Start of SOURCE TEXT

Pro-Russian separatists claimed they were close to surrounding both Lysychansk and Severodonetsk.

“Over the past several days enormous work has been accomplished,” Andrei Marochko, an officer in the separatist army of Lugansk, told Russian state television.

– ‘Only grannies left’ –

Taking the two cities would give Moscow control of the whole of Lugansk, allowing Russia to press further into the Donbas.

After being pushed back from Kyiv and other parts of Ukraine following their February invasion, Moscow is seeking to seize a vast eastern swathe of the country.

But daily bombardment also continues in other parts of the country.

The northeastern city of Kharkiv near the Russian border was near empty on Wednesday, AFP reporters said, a day after Russian shelling killed five people there.

Leyla Shoydhry, a young woman in a park near the opera house, said the situation was “very bad”.

“Last night the building next to mine collapsed from the bombardment while I was sleeping,” she said.

Roman Pohuliay, a 19-year-old in a pink sweatshirt, said most residents had fled the city.

“Only the grannies are left,” he said.

In his daily address Tuesday, Ukrainian President Volodymyr Zelensky accused the Russian army of “brutal and cynical” shelling in the eastern Kharkiv region, where the governor said 15 people had been killed over the course of the day.

In a briefing Wednesday, the Russian defence ministry claimed responsibility for a missile strike it said killed a number of Ukrainian troops in the southern city of Mykolaiv.

Mayor Oleksandr Senkevych told Ukrainian television that the strike hit two firms and a school, sparking a blaze that authorities could not put out.

In the central city of Zaporizhzhia, women were training to use Kalashnikov assault rifles in urban combat as Russian forces edged nearer.

End of SOURCE TEXT
Start of DATA

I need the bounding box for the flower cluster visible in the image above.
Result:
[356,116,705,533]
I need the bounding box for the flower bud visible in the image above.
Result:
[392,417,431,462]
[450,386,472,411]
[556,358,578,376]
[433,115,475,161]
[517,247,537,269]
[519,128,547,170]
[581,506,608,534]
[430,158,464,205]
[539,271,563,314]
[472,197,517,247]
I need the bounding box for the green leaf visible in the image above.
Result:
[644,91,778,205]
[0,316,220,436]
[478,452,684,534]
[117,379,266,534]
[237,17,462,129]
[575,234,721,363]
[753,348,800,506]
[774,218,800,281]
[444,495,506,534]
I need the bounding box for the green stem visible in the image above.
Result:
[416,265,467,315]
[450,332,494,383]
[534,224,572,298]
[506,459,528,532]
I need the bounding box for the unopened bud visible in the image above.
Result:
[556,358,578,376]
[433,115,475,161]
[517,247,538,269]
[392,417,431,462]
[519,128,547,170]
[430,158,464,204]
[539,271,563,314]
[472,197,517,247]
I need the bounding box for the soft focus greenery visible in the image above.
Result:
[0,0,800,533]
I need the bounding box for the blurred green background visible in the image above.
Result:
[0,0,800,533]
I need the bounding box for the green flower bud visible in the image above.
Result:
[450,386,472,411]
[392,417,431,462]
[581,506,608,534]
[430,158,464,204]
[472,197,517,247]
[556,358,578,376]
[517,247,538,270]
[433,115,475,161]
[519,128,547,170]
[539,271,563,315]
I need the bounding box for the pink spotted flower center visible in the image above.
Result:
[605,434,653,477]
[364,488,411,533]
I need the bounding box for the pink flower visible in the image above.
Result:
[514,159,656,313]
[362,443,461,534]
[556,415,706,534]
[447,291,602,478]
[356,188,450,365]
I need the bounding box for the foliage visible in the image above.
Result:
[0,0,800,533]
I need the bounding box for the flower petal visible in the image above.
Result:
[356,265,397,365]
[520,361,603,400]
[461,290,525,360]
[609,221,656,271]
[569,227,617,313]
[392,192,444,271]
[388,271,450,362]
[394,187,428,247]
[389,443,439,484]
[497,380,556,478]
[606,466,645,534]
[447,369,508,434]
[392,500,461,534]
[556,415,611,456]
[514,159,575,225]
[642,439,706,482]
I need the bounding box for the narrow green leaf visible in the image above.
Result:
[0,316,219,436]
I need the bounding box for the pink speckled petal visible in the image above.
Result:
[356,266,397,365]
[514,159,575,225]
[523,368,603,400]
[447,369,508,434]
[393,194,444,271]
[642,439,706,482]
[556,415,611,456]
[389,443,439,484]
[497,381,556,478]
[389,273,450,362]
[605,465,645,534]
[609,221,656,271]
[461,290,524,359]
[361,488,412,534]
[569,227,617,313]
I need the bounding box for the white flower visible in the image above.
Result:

End of DATA

■ **ASSIGNMENT 1**
In the Ukraine war report, why would taking Lysychansk and Severodonetsk matter to Moscow? Answer in one to three sentences.
■ **ASSIGNMENT 2**
Decide whether each statement agrees with the Ukraine war report. Answer yes or no, and quote the words from the report that settle it.
(a) Russian shelling killed five people in Kharkiv the day before Wednesday.
(b) Authorities put out the blaze started by the strike in Mykolaiv.
(c) Roman Pohuliay is 19 years old.
■ **ASSIGNMENT 3**
Pick up the Ukraine war report after its last sentence and keep writing.
These lines have nothing to do with the Ukraine war report.

■ **WRITTEN ANSWER 1**
Taking the two cities would give Moscow control of the whole of Lugansk. That would let Russia press further into the Donbas.

■ **WRITTEN ANSWER 2**
(a) Yes: "a day after Russian shelling killed five people there."
(b) No: "sparking a blaze that authorities could not put out."
(c) Yes: "a 19-year-old in a pink sweatshirt"

■ **WRITTEN ANSWER 3**
“When you can do something, it’s not so scary to take a machine gun in your hands,” said Ulyana Kiyashko, 29, after moving through an improvised combat zone in a basement.

Aid group Doctors Without Borders said it had gathered accounts of an “outrageous lack of care to distinguish and protect civilians” during the war in Ukraine.

Most patients it had evacuated by train blamed Russian or Russian-backed forces for a spectrum of gruesome injuries, it added.

In the southern city of Mykolaiv, two grain storage facilities were hit by Russian missile attacks, their operators Bunge and Viterra said.

– Ship leaves Mariupol –

On the Russian side, officials said Wednesday two drones had hit an oil refinery in the Rostov region bordering Ukraine, causing an explosion and a fire but no casualties.

Away from the battlefield, a senior US official in Washington said President Joe Biden and other Group of Seven leaders holding a summit this weekend in Germany will announce new measures to punish Russia for the invasion.

Moscow summoned Brussels’ ambassador in a dispute with EU member Lithuania over the country’s restrictions on rail traffic to the Russian outpost of Kaliningrad.

The territory is around 1,000 miles (1,600 kilometres) from Moscow, bordering Lithuania and Poland.

By blocking goods arriving from Russia, Lithuania says it is simply adhering to European Union-wide sanctions on Moscow.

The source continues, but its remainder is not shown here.